• **EXTRACT TO READ**
--

COUNCIL OF EUROPE THREATENS RUSSIA WITH SANCTIONS.

Publication: Monitor Volume: 3 Issue: 39

Russian foreign minister Yevgeny Primakov met yesterday in Oslo with Leni Fischer, chair of the Parliamentary Assembly of the Council of Europe, to discuss the situation in Chechnya, Russia’s proposed confederation with Belarus, and the use of the death penalty in Russia. (Itar-Tass, February 24) Details were not published, but the Council of Europe has already made it plain that it is losing patience with Russia’s failure to carry out its undertakings regarding the death penalty.

--

• **GIVEN DATA**
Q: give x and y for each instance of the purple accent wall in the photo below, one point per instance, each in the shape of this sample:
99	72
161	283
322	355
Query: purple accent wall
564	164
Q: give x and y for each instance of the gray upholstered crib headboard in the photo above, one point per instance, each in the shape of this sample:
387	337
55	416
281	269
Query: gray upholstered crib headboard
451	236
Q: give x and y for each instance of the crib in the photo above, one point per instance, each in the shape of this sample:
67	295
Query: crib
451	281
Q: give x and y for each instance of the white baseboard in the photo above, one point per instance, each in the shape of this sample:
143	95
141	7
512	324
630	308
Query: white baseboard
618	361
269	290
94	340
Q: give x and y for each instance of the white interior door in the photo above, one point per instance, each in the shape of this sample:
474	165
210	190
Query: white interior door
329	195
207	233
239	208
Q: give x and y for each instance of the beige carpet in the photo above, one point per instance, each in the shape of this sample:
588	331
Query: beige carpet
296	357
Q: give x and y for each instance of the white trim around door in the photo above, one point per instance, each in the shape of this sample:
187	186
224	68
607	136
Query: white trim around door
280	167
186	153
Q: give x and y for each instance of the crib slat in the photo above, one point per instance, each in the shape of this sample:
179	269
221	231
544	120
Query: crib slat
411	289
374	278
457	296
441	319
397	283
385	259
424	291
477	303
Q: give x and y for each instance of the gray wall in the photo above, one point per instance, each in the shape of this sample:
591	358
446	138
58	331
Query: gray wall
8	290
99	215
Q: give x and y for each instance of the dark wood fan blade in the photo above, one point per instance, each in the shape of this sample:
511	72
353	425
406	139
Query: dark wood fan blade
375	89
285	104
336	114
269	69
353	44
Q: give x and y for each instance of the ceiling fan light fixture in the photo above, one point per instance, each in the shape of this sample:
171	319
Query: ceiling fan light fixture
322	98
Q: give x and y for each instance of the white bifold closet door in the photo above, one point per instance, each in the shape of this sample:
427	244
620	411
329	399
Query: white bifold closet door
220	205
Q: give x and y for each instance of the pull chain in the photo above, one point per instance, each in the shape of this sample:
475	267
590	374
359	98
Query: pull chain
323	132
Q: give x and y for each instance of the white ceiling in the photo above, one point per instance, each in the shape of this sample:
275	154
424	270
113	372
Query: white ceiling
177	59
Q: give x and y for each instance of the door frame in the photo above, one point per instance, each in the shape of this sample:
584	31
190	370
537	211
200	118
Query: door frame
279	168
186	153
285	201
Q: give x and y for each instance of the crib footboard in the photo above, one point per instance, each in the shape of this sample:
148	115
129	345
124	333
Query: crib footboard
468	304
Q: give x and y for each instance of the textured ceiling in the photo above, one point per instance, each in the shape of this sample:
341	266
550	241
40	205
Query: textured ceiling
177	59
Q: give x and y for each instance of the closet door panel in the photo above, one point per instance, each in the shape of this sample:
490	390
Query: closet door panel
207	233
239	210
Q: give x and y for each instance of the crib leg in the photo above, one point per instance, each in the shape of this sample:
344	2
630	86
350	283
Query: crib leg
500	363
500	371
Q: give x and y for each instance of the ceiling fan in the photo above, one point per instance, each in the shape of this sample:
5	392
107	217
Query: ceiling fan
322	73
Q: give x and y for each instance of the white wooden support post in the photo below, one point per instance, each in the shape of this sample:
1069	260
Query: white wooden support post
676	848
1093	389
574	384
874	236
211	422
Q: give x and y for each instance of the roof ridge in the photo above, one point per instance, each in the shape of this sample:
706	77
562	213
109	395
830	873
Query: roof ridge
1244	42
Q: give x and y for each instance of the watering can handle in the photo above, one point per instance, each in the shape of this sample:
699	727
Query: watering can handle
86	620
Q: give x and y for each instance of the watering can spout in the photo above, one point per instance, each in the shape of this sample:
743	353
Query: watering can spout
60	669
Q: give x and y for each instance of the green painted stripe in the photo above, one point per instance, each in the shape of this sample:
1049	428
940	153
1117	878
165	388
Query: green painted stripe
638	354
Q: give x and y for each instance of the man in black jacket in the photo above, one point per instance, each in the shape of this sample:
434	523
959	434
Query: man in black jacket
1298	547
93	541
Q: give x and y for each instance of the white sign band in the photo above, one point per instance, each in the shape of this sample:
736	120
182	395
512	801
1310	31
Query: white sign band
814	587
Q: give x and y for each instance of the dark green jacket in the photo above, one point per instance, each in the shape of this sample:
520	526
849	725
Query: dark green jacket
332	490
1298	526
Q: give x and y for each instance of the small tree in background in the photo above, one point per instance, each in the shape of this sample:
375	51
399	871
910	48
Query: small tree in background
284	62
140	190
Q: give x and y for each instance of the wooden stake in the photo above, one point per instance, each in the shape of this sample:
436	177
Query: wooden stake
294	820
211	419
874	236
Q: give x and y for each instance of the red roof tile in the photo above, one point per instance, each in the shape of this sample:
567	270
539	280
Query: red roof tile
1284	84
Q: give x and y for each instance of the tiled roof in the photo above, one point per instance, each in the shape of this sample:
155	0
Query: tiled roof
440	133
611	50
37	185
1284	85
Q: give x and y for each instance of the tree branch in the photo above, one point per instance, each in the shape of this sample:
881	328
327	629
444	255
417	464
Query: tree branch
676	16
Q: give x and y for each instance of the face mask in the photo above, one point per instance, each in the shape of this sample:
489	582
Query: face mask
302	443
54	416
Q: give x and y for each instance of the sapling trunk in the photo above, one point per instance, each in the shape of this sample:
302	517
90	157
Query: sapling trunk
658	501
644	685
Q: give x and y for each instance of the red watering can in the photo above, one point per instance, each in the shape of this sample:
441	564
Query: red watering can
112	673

--

• **PROBLEM STATEMENT**
List the topics that the news item about the Council of Europe says Primakov and Fischer met to discuss.

• **EXERCISE RESULT**
- The situation in Chechnya
- Russia's proposed confederation with Belarus
- The use of the death penalty in Russia